**Stated goal 1**
In the rocket engine article, how much manual testing could the reinforcement learning solution cut?
**Stated goal 2**
Extend the rocket engine article beyond its last sentence in the same formal voice.

── Passage shown ──

Using Reinforcement Learning to Design a Better Rocket Engine

NASA [Public domain]

In this blog, I’ll discuss how I worked collaboratively with various domain experts, using reinforcement learning to develop innovative solutions in rocket engine development. In doing so, I’ll demonstrate the application of ML techniques to the manufacturing industry and the role of the Machine Learning Product Manager.

Machine learning beyond the tech industry

Machine learning (ML) has had an incredible impact across industries with numerous applications such as personalized TV recommendations and dynamic price models in your rideshare app. Because it is such a core component to the success of companies in the tech industry, advances in ML research and applications are developing at an astonishing rate. For industries outside of tech, ML can be utilized to personalize a user’s experience, automate laborious tasks and optimize subjective decision making. However, staying current on ML advancements and knowing how to best leverage available technologies is difficult, even for those fully immersed in the tech industry, let alone those working to optimize in other fields, such as manufacturing.

Multi-disciplinary product managers, however, are well-equipped to tackle this very challenge. By having knowledge of the industry, processes, and business values, as well as an understanding of the breadth of machine learning approaches, a product manager can identify areas ripe for innovation. Individuals with experience in product management, software engineering, and data science provide a unique perspective allowing them to bridge the gap in applications of advanced technologies in industries where ML isn’t typically applied. By working collaboratively with domain experts across disciplines, product managers can reshape manufacturing processes, making widespread improvements in efficiency, safety, and reliability.

As a Data Product Management Fellow at Insight, I worked with ML Engineering Fellow, Nina Lopatina, Simulation Engineer, Saeed Jahangirian, and Propulsion Engineer, Jordan Noone, to improve efficiency in manufacturing rocket engines. The biggest categories of cost for hardware designers and manufacturers are testing, verification, and calibration of their control systems. We built a proof of concept using reinforcement learning to automate the tuning of a sub-component in a rocket engine to address the extensive time and resource requirement for verification and collaboration. Our solution could save thousands of dollars and cut up to three months of manual testing on expensive testing equipment. The traditional procedures are also hazardous, and small mistakes can cause significant harm to expensive hardware and, more importantly, technicians who are conducting the tests.

───
── Record extracts ──

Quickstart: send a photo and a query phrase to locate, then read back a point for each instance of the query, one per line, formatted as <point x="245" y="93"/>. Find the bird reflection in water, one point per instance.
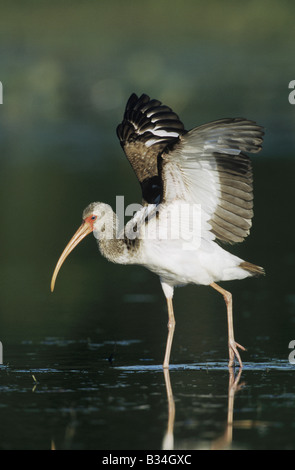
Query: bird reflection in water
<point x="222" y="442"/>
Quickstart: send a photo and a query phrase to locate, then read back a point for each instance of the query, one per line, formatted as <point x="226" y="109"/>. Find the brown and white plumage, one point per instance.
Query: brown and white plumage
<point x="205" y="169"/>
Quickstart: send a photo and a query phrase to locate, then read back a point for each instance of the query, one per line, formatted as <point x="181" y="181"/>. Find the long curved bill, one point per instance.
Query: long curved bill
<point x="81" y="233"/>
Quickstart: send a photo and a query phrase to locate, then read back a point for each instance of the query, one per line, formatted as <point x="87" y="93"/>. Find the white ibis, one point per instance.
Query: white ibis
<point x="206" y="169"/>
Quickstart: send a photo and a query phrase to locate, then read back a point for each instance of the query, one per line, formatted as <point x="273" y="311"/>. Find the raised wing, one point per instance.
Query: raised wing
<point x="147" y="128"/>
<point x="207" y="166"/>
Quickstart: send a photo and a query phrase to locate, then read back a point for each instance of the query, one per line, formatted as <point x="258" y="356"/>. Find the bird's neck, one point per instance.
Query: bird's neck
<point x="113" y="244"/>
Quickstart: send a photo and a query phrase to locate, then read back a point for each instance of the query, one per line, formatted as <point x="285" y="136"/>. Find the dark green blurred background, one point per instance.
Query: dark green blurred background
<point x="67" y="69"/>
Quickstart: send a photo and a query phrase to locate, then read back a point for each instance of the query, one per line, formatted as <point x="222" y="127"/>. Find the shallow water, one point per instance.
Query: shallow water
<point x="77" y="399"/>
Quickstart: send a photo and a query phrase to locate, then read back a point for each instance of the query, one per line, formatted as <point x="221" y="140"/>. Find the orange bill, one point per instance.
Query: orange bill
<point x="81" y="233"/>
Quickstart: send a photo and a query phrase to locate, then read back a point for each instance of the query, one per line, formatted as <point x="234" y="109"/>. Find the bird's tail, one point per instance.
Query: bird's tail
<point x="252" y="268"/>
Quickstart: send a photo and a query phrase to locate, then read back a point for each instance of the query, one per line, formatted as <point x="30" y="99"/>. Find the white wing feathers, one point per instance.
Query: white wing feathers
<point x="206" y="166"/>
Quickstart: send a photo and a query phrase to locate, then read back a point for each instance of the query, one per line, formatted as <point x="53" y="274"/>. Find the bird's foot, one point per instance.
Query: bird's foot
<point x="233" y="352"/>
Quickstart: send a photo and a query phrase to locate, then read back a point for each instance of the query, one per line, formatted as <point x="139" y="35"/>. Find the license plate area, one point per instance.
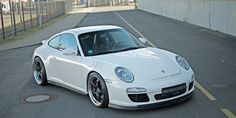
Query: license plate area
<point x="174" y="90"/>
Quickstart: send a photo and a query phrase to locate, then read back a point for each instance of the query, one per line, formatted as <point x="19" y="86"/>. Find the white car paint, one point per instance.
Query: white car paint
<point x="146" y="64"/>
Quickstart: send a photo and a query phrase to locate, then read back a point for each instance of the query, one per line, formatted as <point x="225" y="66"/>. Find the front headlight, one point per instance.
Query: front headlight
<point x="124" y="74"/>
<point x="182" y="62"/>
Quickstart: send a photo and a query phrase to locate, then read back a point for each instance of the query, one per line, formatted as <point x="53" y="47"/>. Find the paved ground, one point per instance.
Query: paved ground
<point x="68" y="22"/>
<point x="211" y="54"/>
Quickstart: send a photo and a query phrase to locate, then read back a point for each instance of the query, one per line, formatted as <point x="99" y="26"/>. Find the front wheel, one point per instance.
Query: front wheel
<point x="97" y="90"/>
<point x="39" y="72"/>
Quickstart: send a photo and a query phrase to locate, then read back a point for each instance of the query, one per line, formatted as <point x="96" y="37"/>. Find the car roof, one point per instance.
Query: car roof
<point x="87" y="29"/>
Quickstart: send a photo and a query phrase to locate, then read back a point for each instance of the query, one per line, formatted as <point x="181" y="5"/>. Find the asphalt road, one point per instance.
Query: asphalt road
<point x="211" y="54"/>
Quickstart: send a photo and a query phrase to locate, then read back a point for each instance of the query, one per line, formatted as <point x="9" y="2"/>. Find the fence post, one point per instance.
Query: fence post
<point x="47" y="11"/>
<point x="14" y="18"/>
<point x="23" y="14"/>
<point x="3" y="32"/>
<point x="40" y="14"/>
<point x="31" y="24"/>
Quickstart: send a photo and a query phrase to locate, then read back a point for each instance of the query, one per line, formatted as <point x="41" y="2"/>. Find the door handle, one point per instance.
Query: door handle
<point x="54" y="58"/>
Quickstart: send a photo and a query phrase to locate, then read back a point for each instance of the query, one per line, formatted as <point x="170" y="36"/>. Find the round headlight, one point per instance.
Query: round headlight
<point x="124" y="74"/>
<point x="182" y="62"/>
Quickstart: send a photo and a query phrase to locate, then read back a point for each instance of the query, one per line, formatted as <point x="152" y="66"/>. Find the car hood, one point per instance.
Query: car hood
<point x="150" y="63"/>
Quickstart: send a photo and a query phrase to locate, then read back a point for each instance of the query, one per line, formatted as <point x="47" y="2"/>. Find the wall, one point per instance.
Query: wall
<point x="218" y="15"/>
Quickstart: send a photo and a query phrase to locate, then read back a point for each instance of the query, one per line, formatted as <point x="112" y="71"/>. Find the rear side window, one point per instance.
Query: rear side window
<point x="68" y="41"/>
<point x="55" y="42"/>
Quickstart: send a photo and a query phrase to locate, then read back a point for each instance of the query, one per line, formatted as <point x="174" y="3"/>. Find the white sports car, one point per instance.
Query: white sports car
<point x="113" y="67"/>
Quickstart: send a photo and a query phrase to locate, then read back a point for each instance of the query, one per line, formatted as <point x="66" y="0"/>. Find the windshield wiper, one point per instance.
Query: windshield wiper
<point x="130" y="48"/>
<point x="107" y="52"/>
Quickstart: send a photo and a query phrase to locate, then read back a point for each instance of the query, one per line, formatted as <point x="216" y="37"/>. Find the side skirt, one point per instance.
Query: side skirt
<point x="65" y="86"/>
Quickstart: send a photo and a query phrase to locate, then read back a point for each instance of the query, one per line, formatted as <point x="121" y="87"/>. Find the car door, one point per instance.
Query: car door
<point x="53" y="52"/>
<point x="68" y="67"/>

───

**Result 1**
Up to three months of manual testing on expensive testing equipment.

**Result 2**
Testing, verification, and calibration are the most expensive and time-consuming task in hardware development

The process of developing control software in manufacturing is very tedious

At my last job, I was a software and control engineer developing a control loop for a large metal 3D printer. The control loop is another name for software that controls a piece of machinery. The software that controls cruise control in a car is a rather simple example. It monitors the speed of the vehicle and throttles the gas until the target speed is reached. In the case of a 3D metal printer, the control algorithm is a bit more complicated. The printer we were developing was a welder attached to a robotic arm. The robot traces the part, layer by layer, while the welder welds a new layer to previous layers and builds the part up.

While tracing the part layer by layer, the heat source melts the wire and fuses a new layer to the previous layer — Image courtesy of Sciaky Inc.

The control software manipulates the heat input, traversal speed, speed of wire feed, and a few other knobs to make sure the part is built to specification. The specification includes both quality of the final part, such as the count and size of defects, and dimensions of the part, such as the width and height of each layer. If everything works well, the result will match the specification. But if the control algorithm doesn’t do its job correctly, the part deforms, breaks and tears, and has many cracks and pores.

Developing control algorithms consists of three phases:

  1. Controller law design: In this phase, the goal is to understand the physics that govern the process. A simulation of the process is developed and used to create control software without running expensive and lengthy physical trials.
  2. Software development: In this phase, we use different modeling techniques to define relationships between inputs and outputs of the process. This step requires an engineer to break down the problem into smaller pieces and develop a model for each. These models are then used to create software that can control the process toward a desired outcome.
  3. Control calibration: Once the software successfully passes tests in simulation, engineers spend months tweaking the software on a physical system to account for the differences between simulation and physical reality.

The problem is that each phase can take from weeks to years and, for the most part, consists of trials to fine tune the models of the process or the control software to achieve the desired output. It is an optimization problem done by many trials. A smarter way is to break down the system to subcomponents that are easier to model and then use direct and iterative methods to find the best way to control the subcomponent. This approach still requires the ingenuity of the engineer to break down the problem ,and it ultimately needs trials to optimize interactions between subcomponents. It is far from an automated process.

Looking for automated ways to solve this problem, we turned to reinforcement learning as an end-to-end solution for developing control loops for complex pieces of machinery.

Reinforcement Learning

Reinforcement learning (RL) is learning what to do to maximize a reward function. In a sense, RL is the automated process of learning a control algorithm for an agent in an environment.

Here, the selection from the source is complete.